# [RAW DATA]
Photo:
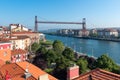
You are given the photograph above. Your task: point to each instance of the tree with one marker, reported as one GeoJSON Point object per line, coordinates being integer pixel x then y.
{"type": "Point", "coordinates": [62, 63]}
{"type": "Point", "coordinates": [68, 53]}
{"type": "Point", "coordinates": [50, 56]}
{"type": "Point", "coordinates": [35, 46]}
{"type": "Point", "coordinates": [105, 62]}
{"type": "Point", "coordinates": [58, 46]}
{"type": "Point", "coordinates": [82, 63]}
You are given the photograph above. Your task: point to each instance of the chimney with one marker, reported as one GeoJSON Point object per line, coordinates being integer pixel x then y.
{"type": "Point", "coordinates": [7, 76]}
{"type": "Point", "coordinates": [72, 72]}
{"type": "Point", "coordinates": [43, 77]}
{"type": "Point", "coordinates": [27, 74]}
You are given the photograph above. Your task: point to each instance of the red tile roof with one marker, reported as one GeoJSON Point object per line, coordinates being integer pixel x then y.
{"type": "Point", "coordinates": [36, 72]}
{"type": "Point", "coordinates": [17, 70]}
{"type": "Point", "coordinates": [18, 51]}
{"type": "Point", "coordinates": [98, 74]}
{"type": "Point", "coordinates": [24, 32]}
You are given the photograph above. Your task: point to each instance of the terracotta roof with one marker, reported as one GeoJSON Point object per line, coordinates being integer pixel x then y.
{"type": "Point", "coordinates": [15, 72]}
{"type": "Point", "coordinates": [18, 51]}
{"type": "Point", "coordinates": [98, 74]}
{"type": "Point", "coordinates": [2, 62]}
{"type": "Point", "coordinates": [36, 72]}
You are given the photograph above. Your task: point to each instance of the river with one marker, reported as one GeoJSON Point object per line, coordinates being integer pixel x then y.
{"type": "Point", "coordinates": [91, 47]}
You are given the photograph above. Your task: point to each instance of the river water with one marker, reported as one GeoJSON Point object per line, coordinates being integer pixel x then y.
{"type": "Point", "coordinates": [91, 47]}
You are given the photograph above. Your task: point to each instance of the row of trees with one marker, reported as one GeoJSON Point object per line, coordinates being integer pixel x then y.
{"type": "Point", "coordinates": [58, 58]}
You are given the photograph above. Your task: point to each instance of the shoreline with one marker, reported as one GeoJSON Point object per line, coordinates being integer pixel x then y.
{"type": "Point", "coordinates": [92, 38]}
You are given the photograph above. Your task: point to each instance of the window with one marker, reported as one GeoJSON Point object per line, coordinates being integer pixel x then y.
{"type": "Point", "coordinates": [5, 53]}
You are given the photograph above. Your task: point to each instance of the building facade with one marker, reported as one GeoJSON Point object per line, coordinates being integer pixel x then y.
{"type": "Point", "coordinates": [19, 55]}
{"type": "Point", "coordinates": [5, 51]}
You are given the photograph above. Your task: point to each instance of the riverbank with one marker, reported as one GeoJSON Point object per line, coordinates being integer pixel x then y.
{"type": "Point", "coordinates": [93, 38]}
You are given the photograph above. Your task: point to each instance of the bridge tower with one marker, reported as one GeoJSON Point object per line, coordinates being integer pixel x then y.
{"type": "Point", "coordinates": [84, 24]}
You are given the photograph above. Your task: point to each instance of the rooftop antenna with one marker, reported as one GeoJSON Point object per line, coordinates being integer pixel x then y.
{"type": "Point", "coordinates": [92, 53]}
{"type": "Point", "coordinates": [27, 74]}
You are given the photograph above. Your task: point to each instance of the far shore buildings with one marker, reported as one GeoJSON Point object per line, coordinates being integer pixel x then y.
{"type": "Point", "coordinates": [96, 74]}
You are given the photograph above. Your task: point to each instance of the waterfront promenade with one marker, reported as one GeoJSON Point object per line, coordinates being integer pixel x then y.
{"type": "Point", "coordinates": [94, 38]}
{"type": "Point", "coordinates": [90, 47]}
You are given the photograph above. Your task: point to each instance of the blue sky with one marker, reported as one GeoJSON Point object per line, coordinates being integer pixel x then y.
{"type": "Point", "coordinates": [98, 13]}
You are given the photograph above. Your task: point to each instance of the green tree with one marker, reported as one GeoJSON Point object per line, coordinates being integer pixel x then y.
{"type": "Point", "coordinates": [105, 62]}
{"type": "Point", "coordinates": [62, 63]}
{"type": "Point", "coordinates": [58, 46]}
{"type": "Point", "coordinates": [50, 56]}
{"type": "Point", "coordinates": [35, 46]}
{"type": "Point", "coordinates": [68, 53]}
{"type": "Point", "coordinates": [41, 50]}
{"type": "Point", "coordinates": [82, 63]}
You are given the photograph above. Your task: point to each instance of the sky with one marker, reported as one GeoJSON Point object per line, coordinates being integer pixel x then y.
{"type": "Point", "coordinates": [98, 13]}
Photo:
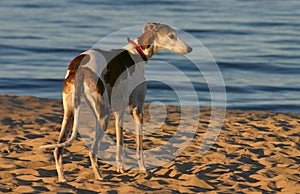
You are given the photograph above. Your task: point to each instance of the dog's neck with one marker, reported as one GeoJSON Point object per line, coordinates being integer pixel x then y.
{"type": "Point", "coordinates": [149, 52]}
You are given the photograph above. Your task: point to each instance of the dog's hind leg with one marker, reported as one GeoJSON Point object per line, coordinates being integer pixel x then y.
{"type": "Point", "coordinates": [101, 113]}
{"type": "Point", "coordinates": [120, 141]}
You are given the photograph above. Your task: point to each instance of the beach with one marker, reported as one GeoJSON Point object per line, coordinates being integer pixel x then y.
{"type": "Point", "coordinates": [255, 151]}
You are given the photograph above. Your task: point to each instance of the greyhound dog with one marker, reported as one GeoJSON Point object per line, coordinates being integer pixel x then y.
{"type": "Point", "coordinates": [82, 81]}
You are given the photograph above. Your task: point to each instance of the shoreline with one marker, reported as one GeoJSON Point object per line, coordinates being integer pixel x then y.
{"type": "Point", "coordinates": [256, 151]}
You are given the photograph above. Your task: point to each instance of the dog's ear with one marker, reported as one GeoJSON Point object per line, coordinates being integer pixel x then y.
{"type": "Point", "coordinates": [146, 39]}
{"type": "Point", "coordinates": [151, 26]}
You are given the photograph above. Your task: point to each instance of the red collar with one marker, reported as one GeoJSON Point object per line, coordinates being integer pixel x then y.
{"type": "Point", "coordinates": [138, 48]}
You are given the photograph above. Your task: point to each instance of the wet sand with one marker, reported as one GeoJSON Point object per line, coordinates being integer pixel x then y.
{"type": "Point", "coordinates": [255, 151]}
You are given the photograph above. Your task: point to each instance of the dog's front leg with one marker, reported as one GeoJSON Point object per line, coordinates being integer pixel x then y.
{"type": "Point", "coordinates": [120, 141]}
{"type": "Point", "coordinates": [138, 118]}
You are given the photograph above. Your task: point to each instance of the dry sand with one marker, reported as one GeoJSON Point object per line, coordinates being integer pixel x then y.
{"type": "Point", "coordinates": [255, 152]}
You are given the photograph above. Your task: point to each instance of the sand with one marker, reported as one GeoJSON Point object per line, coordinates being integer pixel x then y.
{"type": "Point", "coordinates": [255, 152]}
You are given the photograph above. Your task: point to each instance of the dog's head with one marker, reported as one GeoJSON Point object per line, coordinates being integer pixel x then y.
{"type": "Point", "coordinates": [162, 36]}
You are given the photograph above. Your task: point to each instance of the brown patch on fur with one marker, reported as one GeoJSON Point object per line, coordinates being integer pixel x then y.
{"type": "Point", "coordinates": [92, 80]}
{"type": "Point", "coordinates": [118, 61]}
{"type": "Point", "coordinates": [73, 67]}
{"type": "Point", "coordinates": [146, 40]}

# [WORK REQUEST]
The copy should hold every entry above word for word and none of the pictures.

# [COMPLETED TASK]
Photo:
You are given the photograph above. Your task: point to each instance of the tree with one marker, reported as one GeoJSON Point object per line, coordinates being integer pixel x then y.
{"type": "Point", "coordinates": [62, 63]}
{"type": "Point", "coordinates": [68, 53]}
{"type": "Point", "coordinates": [50, 56]}
{"type": "Point", "coordinates": [35, 46]}
{"type": "Point", "coordinates": [105, 62]}
{"type": "Point", "coordinates": [58, 46]}
{"type": "Point", "coordinates": [82, 63]}
You are given the photograph above. Your task: point to each instance of the chimney with one marker, reported as one GeoJSON Point object per line, coordinates being integer pixel x then y.
{"type": "Point", "coordinates": [7, 76]}
{"type": "Point", "coordinates": [72, 72]}
{"type": "Point", "coordinates": [43, 77]}
{"type": "Point", "coordinates": [27, 74]}
You are given the photograph above. Your task: point to each instance of the red tile roof with one marker, reported as one GeoJSON Point object per line, coordinates being integer pixel x then y.
{"type": "Point", "coordinates": [36, 72]}
{"type": "Point", "coordinates": [17, 70]}
{"type": "Point", "coordinates": [18, 51]}
{"type": "Point", "coordinates": [98, 74]}
{"type": "Point", "coordinates": [24, 32]}
You are given the photograph above. Your task: point to each instance of the terracotta roof with one marker, reported as one GeoJSON Point object per line, coordinates being integer pixel x then y.
{"type": "Point", "coordinates": [15, 72]}
{"type": "Point", "coordinates": [18, 51]}
{"type": "Point", "coordinates": [98, 74]}
{"type": "Point", "coordinates": [2, 62]}
{"type": "Point", "coordinates": [36, 72]}
You are given the photograph above. Your task: point to each instance of the river with one marker, reported as one GeoJSON Point object per line, coordinates being integer pixel x then y.
{"type": "Point", "coordinates": [91, 47]}
You are given the photograph above. Your task: point to each instance of the river water with one marker, reported as one GeoJSON Point object per line, coordinates being integer pixel x then y.
{"type": "Point", "coordinates": [91, 47]}
You are given the photograph above. Your task: point to each instance of the row of trees with one marker, reported as one GeoJSON Point object per line, coordinates being integer pixel x then y.
{"type": "Point", "coordinates": [58, 58]}
You are given the photograph above. Your task: point to each instance of the shoreline with one marker, reported as one GeoJSON Point object per line, coordinates being integer pixel x then y.
{"type": "Point", "coordinates": [92, 38]}
You are given the photograph above. Your task: point to each instance of the window with one marker, reported as one GeoJSON Point object per line, coordinates being integer pixel x then y.
{"type": "Point", "coordinates": [5, 53]}
You are given the photograph above. Your task: point to each instance of the building facade with one marker, reported as one GeoJSON Point object per line, coordinates being integer pixel x then y.
{"type": "Point", "coordinates": [19, 55]}
{"type": "Point", "coordinates": [5, 51]}
You are given the photograph above. Your task: point to each instance of the riverbank with one marker, reported as one GeoJSON Point object per line, coordinates being integer pixel x then y.
{"type": "Point", "coordinates": [93, 38]}
You are given the photograph above. Your task: point to each instance of the bridge tower with one marker, reported as one GeoJSON Point object per line, coordinates being integer pixel x then y.
{"type": "Point", "coordinates": [84, 24]}
You are given the photograph above. Your task: point to each instance of the rooftop antenna with one marker, reported as one GeoJSON Point object per line, coordinates being integer pixel x then y.
{"type": "Point", "coordinates": [92, 53]}
{"type": "Point", "coordinates": [27, 74]}
You are given the photograph above. Your task: point to each instance of the far shore buildings with one marker, reported as one GeoJSON Point object per line, coordinates being integer pixel x then y.
{"type": "Point", "coordinates": [96, 74]}
You are given the photograph above. Your task: point to each instance of the waterfront promenade with one marker, reported as one GeoJSON Point object per line, coordinates being integer pixel x then y.
{"type": "Point", "coordinates": [94, 38]}
{"type": "Point", "coordinates": [90, 47]}
You are given the photograph above. Your task: point to each instance of the blue sky with one marker, reported as one GeoJSON Point object per line, coordinates being integer pixel x then y.
{"type": "Point", "coordinates": [98, 13]}
You are given the photograph above. Your task: point to each instance of the green tree with one marker, reported as one GeoJSON Point object per line, coordinates being integer pixel x then y.
{"type": "Point", "coordinates": [105, 62]}
{"type": "Point", "coordinates": [62, 63]}
{"type": "Point", "coordinates": [58, 46]}
{"type": "Point", "coordinates": [50, 56]}
{"type": "Point", "coordinates": [35, 46]}
{"type": "Point", "coordinates": [68, 53]}
{"type": "Point", "coordinates": [41, 50]}
{"type": "Point", "coordinates": [82, 63]}
You are given the photograph above. Your task: point to each instance of the sky with one marker, reported as one GeoJSON Point object per line, coordinates being integer pixel x then y.
{"type": "Point", "coordinates": [98, 13]}
Photo:
You are given the photograph above. Your task: point to each instance of the dog's neck with one marker, reported as one GeoJSON Point object per line, coordinates being integer pixel x then y.
{"type": "Point", "coordinates": [149, 52]}
You are given the photograph above. Your task: point to each instance of the dog's hind leg with one marker, reported as one GeoJSON Point object per line, coordinates being integer pixel x then y.
{"type": "Point", "coordinates": [101, 113]}
{"type": "Point", "coordinates": [120, 141]}
You are given the photograph above. Your task: point to each instance of the beach with one marker, reported as one GeoJSON Point object per line, coordinates being integer pixel x then y.
{"type": "Point", "coordinates": [255, 151]}
You are given the photograph above. Your task: point to each instance of the greyhound dog with one marker, reported as one GeoJSON Point object per line, coordinates being integer pixel x then y.
{"type": "Point", "coordinates": [82, 81]}
You are given the photograph above. Your task: point to each instance of the shoreline with one marker, reported as one GeoJSON Point object per line, coordinates being integer pixel x then y.
{"type": "Point", "coordinates": [256, 151]}
You are given the photograph above. Your task: point to each instance of the dog's ear with one marker, reported as one GeoJSON Point object per line, coordinates being integer pixel x then y.
{"type": "Point", "coordinates": [146, 39]}
{"type": "Point", "coordinates": [151, 26]}
You are given the photograph above. Your task: point to each instance of the red collar with one marker, reported as one GeoJSON Point object per line, coordinates being integer pixel x then y.
{"type": "Point", "coordinates": [138, 48]}
You are given the photograph above. Your task: point to each instance of the wet sand with one marker, reported as one GeoJSON Point object per line, coordinates being integer pixel x then y.
{"type": "Point", "coordinates": [255, 151]}
You are given the photograph above. Your task: point to each instance of the dog's front leg with one marker, reported as one GeoJSON Point object per line, coordinates being integer pixel x then y.
{"type": "Point", "coordinates": [120, 141]}
{"type": "Point", "coordinates": [138, 118]}
You are given the photograph above. Your task: point to each instance of the dry sand with one marker, reported as one GeoJSON Point object per line, coordinates being integer pixel x then y.
{"type": "Point", "coordinates": [255, 152]}
You are given the photograph above. Your task: point to each instance of the sand with one marker, reported as one GeoJSON Point object per line, coordinates being integer pixel x then y.
{"type": "Point", "coordinates": [255, 152]}
You are given the photograph above. Your task: point to each instance of the dog's head with one marker, reported as one GeoJSON Point object per line, coordinates being integer pixel x then y.
{"type": "Point", "coordinates": [162, 36]}
You are given the photograph above. Your task: point to each instance of the brown patch on fur with one marker, reported as one GeoJSON Point object per line, coordinates being integer pixel x then y.
{"type": "Point", "coordinates": [92, 80]}
{"type": "Point", "coordinates": [118, 61]}
{"type": "Point", "coordinates": [73, 67]}
{"type": "Point", "coordinates": [146, 40]}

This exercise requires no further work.